● What the task requires:
All of the entries need to be printed again exactly; pictures are the only thing to omit.

● Entries supplied:
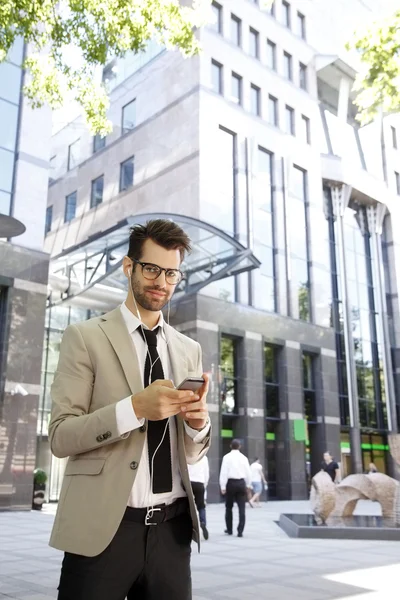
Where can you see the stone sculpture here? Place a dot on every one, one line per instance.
(330, 500)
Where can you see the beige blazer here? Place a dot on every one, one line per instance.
(98, 366)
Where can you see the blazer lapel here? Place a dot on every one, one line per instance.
(115, 329)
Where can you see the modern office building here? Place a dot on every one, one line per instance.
(292, 285)
(24, 146)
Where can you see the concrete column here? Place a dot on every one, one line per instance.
(340, 199)
(291, 461)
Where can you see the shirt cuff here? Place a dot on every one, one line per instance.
(126, 418)
(198, 436)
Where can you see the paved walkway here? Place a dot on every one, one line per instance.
(264, 564)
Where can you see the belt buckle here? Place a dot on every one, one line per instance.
(149, 515)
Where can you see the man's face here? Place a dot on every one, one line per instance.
(154, 294)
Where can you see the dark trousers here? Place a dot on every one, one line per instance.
(142, 562)
(235, 492)
(198, 493)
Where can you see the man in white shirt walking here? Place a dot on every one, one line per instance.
(235, 480)
(199, 474)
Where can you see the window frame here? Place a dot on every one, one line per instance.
(238, 78)
(306, 122)
(235, 19)
(215, 63)
(303, 77)
(256, 36)
(289, 62)
(301, 25)
(70, 146)
(92, 188)
(287, 14)
(122, 164)
(275, 104)
(48, 222)
(124, 130)
(289, 110)
(67, 197)
(257, 90)
(219, 24)
(271, 45)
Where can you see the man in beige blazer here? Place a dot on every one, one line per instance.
(126, 515)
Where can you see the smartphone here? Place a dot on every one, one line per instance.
(191, 383)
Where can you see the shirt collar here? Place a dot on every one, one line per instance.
(133, 323)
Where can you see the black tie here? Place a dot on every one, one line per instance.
(162, 471)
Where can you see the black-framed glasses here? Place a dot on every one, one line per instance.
(153, 272)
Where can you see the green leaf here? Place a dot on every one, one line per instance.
(96, 30)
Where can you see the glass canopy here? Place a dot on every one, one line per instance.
(95, 265)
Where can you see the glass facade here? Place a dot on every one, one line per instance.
(263, 232)
(297, 226)
(10, 90)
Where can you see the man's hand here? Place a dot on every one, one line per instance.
(160, 400)
(196, 412)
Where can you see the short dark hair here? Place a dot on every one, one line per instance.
(161, 231)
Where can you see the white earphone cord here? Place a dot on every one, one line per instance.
(150, 502)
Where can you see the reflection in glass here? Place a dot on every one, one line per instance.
(228, 372)
(10, 82)
(6, 170)
(8, 125)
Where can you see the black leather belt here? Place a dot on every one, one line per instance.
(157, 514)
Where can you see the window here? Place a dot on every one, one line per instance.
(272, 9)
(287, 66)
(289, 123)
(271, 55)
(254, 37)
(271, 381)
(216, 77)
(301, 25)
(394, 137)
(129, 116)
(73, 155)
(49, 218)
(70, 207)
(126, 176)
(217, 14)
(99, 142)
(272, 110)
(236, 92)
(310, 408)
(96, 195)
(305, 123)
(236, 30)
(303, 76)
(228, 363)
(255, 99)
(286, 13)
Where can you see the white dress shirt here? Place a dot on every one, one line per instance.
(235, 465)
(141, 495)
(200, 472)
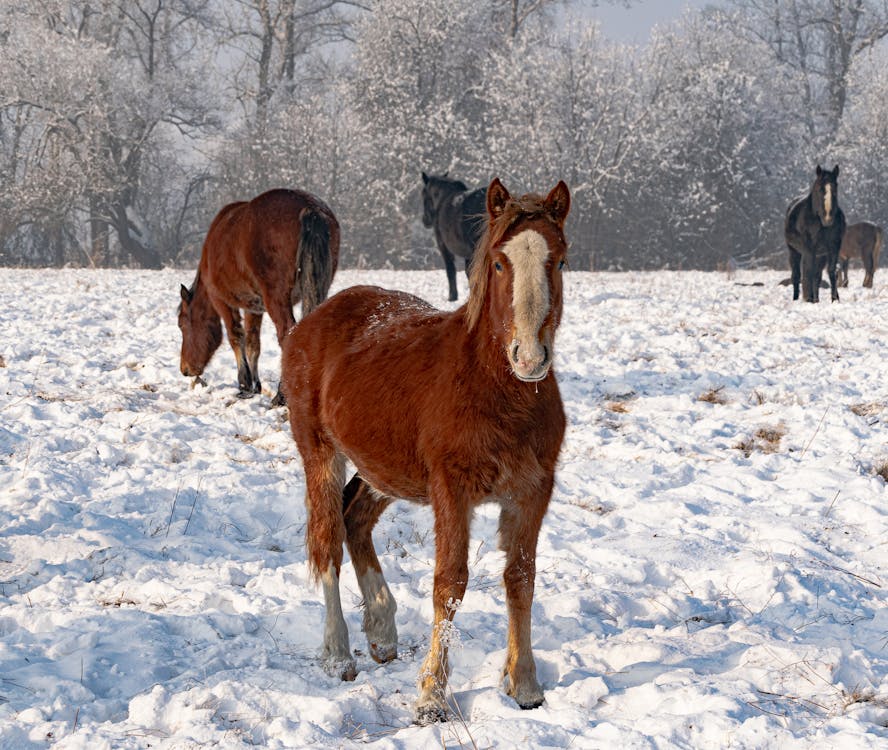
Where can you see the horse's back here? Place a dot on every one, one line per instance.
(357, 319)
(351, 366)
(860, 238)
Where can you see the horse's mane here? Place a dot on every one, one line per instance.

● Exercise response:
Where can you see the stone sculpture here? Place a dot on every one, one line per instance.
(330, 500)
Where can you see the beige blazer here? Place a dot on every one, one line per instance.
(98, 366)
Where can you see the blazer lapel here? Place a dot on every one, one line per instance.
(115, 329)
Where can you see the modern office building here? Place a dot on every one, one line per instance.
(292, 285)
(24, 146)
Where can you see the concrete column here? Place a dot on every one, one line per instance.
(340, 199)
(291, 461)
Where can you see the shirt cuff here? Place a dot on every one, one line per instance.
(126, 418)
(198, 436)
Where can you see the paved walkway here? Place a dot on every one, one line per instance.
(264, 564)
Where can you see the belt buckle here? Place a dot on every one, one line per instance.
(149, 515)
Where can you see the man's face here? Place a dot on every one, one line per instance.
(154, 294)
Where can you see the dark trousers here? Place a dot on every one, one line per instance.
(142, 562)
(235, 492)
(198, 493)
Where can you see the man in white shirt walking here? Place a dot on every one, one line per instance.
(235, 480)
(199, 474)
Where can you see the window frame here? Place a dot on every one, one line per instance.
(238, 78)
(306, 122)
(235, 19)
(215, 63)
(303, 77)
(256, 36)
(289, 62)
(301, 25)
(70, 146)
(92, 188)
(287, 14)
(122, 164)
(275, 104)
(48, 222)
(124, 130)
(289, 110)
(67, 197)
(257, 90)
(219, 24)
(271, 45)
Where can you see the man in beige blazer here? Place a dot on every one, one line per instance.
(126, 515)
Where can you see the smartphone here? Place a dot on every one, one line per instance.
(191, 383)
Where can you see the shirt collar here? Place a dot on every one, one line per instance.
(133, 323)
Where can you see the black tie here? Place a dot on every one, one line per instance.
(162, 471)
Where can you see the black-framed glasses here? Place a dot on every one, one line per instance.
(153, 272)
Where can you see the green leaf here? Place a dot on every one, one line per instance.
(96, 30)
Where can you see the glass canopy here? Place a dot on every one, one line per instance.
(95, 265)
Where can you see the glass facade here? Place a dot on every one, one line per instance.
(263, 232)
(297, 226)
(10, 90)
Where can you see the man's hand here? Place a dot on every one, one line per instance.
(160, 400)
(196, 412)
Where can you see the short dark hair here? Place a dot on every one, one line per instance.
(161, 231)
Where can you see the white earphone cord here? Place a dot on every one, one line per instance.
(150, 502)
Where can you see the reflection in glass here? Place a dot on every one, one line per instance.
(228, 372)
(10, 82)
(6, 170)
(8, 125)
Where can you see the black leather belt here? Place a dot on every one, one line per instance.
(157, 514)
Where can you see the window here? Place a dot on every one, one line per instance.
(272, 9)
(287, 66)
(289, 123)
(271, 55)
(254, 37)
(271, 381)
(216, 77)
(301, 25)
(394, 137)
(129, 116)
(73, 155)
(49, 218)
(70, 207)
(126, 176)
(217, 14)
(99, 142)
(272, 110)
(236, 92)
(310, 408)
(96, 195)
(305, 123)
(236, 30)
(303, 76)
(228, 363)
(255, 99)
(286, 13)
Where can you see the white dress shirt here? Place a dot on every one, one line per instance.
(235, 465)
(141, 495)
(200, 472)
Where can you see the horse's back here? Place a dot on every one, one line per instance.
(357, 319)
(351, 366)
(860, 238)
Where can you see the horse's mane here? Place a dot on every one, one line per instance.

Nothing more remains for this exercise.